■ **Passage**
Paddington The Musical at a glance

Show
Paddington The Musical
Venue
Savoy Theatre, West End
Address
Savoy Court, Strand, London WC2R 0ET
Nearest station
Charing Cross (5 min walk); Embankment (5 min); Covent Garden (7 min); Temple (8 min); Waterloo via Hungerford footbridge (10 min)
Genre
Family musical (world premiere production)
Running time
Approximately 2 hours 45 minutes, including one interval
Age guidance
6+ (under-4s not admitted; under-16s must be accompanied)
Dates
1 November 2025 – 13 February 2028 (extended three times)
Press night
30 November 2025
Price range
From £28 (typically £28–£400 across the calendar)
Music & lyrics
Tom Fletcher
Book
Jessica Swale
Director
Luke Sheppard
Based on
Michael Bond's Paddington books (from 1958) and the Studiocanal films (2014, 2017, 2024)

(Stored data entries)
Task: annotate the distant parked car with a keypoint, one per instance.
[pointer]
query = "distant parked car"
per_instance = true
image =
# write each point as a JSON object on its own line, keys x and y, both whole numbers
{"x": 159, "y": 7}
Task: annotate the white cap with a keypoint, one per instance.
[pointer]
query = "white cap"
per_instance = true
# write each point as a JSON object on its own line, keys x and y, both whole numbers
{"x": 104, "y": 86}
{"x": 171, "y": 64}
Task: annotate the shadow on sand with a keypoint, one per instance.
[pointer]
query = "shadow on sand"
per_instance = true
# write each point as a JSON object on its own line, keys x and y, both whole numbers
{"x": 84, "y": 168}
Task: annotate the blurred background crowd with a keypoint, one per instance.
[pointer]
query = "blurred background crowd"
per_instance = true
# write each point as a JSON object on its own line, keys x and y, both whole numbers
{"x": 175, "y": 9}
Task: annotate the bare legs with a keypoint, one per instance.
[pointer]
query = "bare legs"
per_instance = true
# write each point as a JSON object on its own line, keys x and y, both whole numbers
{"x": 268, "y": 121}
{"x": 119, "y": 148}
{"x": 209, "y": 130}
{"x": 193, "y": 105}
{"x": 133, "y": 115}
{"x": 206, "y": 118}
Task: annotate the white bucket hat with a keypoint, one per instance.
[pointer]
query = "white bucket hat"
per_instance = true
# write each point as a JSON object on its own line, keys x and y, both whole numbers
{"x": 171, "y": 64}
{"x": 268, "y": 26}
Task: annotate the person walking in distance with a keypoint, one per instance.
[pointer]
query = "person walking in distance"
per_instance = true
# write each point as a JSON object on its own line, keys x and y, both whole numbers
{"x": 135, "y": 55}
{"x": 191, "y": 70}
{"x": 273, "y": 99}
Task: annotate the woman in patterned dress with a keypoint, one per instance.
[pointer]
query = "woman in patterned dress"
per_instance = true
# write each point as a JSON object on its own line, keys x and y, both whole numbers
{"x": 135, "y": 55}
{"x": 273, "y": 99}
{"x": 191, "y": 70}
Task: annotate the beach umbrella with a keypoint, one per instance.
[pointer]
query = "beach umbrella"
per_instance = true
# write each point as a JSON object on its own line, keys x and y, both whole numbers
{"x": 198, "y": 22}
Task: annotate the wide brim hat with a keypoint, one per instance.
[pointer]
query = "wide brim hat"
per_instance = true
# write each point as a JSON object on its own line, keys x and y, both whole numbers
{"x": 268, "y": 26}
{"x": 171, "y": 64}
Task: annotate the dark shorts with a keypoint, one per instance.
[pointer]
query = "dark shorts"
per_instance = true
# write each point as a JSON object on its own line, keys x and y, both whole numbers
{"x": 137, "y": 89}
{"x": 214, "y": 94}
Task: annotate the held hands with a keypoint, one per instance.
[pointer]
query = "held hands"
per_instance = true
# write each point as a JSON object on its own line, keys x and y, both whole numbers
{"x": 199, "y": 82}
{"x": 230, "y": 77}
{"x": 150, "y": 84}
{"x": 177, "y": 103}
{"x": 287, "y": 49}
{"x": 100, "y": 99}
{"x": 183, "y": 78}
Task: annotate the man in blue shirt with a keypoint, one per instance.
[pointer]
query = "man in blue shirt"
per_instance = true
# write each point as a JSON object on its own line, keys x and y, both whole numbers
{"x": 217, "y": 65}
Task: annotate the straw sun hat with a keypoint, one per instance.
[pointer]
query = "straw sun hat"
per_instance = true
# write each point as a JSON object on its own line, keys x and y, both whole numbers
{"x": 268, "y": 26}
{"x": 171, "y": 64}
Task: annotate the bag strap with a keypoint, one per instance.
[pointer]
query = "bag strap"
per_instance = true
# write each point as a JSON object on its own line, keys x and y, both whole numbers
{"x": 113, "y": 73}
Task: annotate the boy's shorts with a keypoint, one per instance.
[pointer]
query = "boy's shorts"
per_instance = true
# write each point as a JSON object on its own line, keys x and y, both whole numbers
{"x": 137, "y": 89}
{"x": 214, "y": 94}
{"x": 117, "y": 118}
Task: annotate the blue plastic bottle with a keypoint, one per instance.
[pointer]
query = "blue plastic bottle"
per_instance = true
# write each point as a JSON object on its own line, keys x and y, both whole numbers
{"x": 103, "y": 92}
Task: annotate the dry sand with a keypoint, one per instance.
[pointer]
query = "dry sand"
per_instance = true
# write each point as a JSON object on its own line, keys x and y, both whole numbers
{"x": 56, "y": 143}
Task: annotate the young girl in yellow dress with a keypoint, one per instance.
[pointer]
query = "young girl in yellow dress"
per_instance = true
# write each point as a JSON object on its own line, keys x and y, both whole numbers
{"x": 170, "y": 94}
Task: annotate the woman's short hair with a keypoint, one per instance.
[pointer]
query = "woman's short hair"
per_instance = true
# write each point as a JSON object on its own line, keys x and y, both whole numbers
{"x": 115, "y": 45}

■ **Requirements**
1. Answer these questions using the show summary:
(a) At which theatre is the musical staged?
(b) Who directs the production?
(c) On what date was press night?
2. Please duplicate the show summary, starting with "Press night" and going on through "(2014, 2017, 2024)".

■ **Results**
1.
(a) Savoy Theatre, West End
(b) Luke Sheppard
(c) 30 November 2025

2.
Press night
30 November 2025
Price range
From £28 (typically £28–£400 across the calendar)
Music & lyrics
Tom Fletcher
Book
Jessica Swale
Director
Luke Sheppard
Based on
Michael Bond's Paddington books (from 1958) and the Studiocanal films (2014, 2017, 2024)